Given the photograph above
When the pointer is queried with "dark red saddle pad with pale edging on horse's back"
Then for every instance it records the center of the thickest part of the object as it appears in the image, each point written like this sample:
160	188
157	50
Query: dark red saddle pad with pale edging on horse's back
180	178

→ The task
Return every entry above with nothing altered.

→ Solution to the exercise
Given the photograph above
When the pointer is queried with "dark red saddle pad with pale edging on horse's back"
Then for every instance it records the center of the thickest part of the object as it appears in the image, each point written like this sample:
160	188
157	50
Query: dark red saddle pad with pale edging on horse's back
180	178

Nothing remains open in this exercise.